[SUPPLIED PASSAGE — start]
Information on diet came from a validated food frequency questionnaire. Researchers calculated an overall diet quality score that took into account diet components known to affect health, such as sodium, vegetables, and sugar-sweetened beverages.
To decrease risk for bias from underlying health conditions, participants who died within 1 year of the last assessment were excluded from analyses.
Participants were followed to 2016. The median follow-up was 12.5 years after the last assessment.
During the study, 3148 participants died, 950 from CVD and 1091 from cancer. During this time, mean PAEE declined by 17%.
The results were controlled for baseline activity levels, age, sex, smoking, alcohol use, education, social class, overall diet quality, body weight, medical history, and other risk factors, such as blood pressure and cholesterol level. The findings suggest that higher activity levels and long-term increases in activity were linked to lower risk for death.
Each 1 kJ/kg/day per year increase in physical activity was linked to a 24% decrease in risk for all-cause mortality (hazard ratio [HR], 0.76; 95% confidence interval [CI], 0.71 – 0.82), a 29% decrease in risk for CVD death (HR, 0.71; 95% CI, 0.62 – 0.82), and an 11% decrease in risk for cancer death (HR, 0.89; 95% CI, 0.79 – 0.99).
Such an increase is about the same as a gradual increase over 5 years from baseline inactivity to the WHO-recommended minimum requirements of 150 min/week of moderate-intensity physical activity.
Results were similar for persons who had a history of CVD and cancer.
Further analyses suggested that individuals who increased their activity levels over time had lower risk for death compared with those who remained inactive. Those with higher activity levels benefited most.
For example, compared with those who remained inactive, becoming more active was linked to 24% lower risk for all-cause death among those with low baseline activity levels (HR, 0.76; 95% CI, 0.65 — 0.88).
Compared with consistently inactive participants, those with medium baseline activity levels who increased their activity had 38% lower risk for death (HR, 0.62; 95% CI, 0.53 — 0.72), and those with high baseline levels had 42% lower risk for death (HR, 0.58; 95% CI, 0.43 — 0.78).
Population-levels estimates suggested that meeting and maintaining at least the minimum WHO-recommended physical activity levels (5 kJ/kg/day) would prevent 46% of deaths associated with physical inactivity. Individuals with medium levels of increase in activity and those who maintained medium levels may reap the greatest benefits, with 25% and 21% of deaths prevented, respectively. For those who increase their activity at a high level, 21% of deaths could potentially be prevented.
The authors mention that it was surprising that the results suggested that an increase in activity yielded benefits regardless of established cardiometabolic risk factors. Because other studies have suggested that these variables may weaken the link between activity and decreased death, further study is needed on this issue.
The study has several limitations. Because it is an observational study, results do not prove that increased activity levels in middle age cause decreased risk for death. Also, the analysis included people who completed follow-up almost a decade after they entered the study, so results may not be generalizable to a broader population.
Because the results are of broad public interest, the authors plan to make the results available to the general public via websites, participant engagement events, seminars, and conferences.
The study was funded by grants from the Medical Research Council, Cancer Research UK, the Stroke Association, the British Heart Foundation, the Department of Health, the Food Standards Agency, the Wellcome Trust, the National Science Scholarship from Singapore, and A*STAR (the Agency for Science, Technology and Research). The authors have disclosed no relevant financial relationships.
[SUPPLIED PASSAGE — finish]
[INFORMATION GIVEN — start]
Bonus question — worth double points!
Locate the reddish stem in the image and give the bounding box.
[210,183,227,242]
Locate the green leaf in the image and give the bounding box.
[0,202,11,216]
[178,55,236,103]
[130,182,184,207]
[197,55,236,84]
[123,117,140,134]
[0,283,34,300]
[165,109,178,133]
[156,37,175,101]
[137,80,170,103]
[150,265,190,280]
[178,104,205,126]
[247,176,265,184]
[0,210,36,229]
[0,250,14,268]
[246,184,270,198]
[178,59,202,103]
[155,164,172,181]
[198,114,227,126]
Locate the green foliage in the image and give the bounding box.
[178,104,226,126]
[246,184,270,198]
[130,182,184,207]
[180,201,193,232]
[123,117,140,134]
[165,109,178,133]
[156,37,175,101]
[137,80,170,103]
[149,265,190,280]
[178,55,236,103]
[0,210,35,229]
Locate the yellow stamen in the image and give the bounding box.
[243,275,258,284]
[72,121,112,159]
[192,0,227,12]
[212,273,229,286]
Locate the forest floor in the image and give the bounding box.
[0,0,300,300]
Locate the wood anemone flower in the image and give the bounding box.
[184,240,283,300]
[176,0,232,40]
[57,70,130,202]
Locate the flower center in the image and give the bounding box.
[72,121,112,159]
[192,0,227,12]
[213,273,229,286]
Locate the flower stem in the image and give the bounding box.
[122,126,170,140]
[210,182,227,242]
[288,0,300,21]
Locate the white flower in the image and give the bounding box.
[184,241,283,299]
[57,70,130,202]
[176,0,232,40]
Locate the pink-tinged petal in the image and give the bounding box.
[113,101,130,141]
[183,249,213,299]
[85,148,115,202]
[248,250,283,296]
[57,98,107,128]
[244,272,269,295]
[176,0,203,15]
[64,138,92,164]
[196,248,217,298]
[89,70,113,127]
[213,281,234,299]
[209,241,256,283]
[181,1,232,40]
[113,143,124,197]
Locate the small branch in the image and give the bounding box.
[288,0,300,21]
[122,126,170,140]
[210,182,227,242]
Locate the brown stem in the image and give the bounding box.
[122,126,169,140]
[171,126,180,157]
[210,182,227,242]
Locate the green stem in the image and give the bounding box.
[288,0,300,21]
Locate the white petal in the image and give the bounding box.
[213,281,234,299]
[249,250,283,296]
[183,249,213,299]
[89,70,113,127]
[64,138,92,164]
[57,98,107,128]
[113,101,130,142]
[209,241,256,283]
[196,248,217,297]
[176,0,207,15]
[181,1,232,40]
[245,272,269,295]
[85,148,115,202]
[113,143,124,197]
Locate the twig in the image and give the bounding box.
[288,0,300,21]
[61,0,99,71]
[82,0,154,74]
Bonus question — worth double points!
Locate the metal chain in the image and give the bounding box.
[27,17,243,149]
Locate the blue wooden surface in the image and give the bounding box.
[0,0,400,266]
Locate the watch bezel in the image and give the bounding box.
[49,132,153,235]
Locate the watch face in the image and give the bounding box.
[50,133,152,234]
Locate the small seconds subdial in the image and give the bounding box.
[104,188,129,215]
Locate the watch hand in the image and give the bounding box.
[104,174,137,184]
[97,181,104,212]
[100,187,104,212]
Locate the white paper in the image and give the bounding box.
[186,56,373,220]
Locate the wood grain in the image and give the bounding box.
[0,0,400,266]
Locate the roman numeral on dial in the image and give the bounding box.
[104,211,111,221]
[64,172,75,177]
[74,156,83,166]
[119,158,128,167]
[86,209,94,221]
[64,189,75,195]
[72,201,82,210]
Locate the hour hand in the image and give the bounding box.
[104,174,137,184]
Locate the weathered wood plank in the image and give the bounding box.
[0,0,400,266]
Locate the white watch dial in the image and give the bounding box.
[INFORMATION GIVEN — finish]
EXERCISE INSTRUCTIONS =>
1) According to the study summary on physical activity and mortality, through which channels do the authors plan to share the results with the general public? List every one.
2) From the study summary on physical activity and mortality, turn the paragraph beginning "The study has several limitations." into a short bulleted list of its main points.
3) Translate this sentence from the study summary on physical activity and mortality into Spanish: "Those with higher activity levels benefited most."

COMPLETED EXERCISE =>
1)
- Websites
- Participant engagement events
- Seminars
- Conferences

2)
- It is an observational study, so it does not prove that higher activity in middle age causes a lower risk of death.
- The analysis included only people who completed follow-up almost a decade after entering the study, so the results may not apply to a broader population.

3) Quienes tenían niveles de actividad más altos fueron los que más se beneficiaron.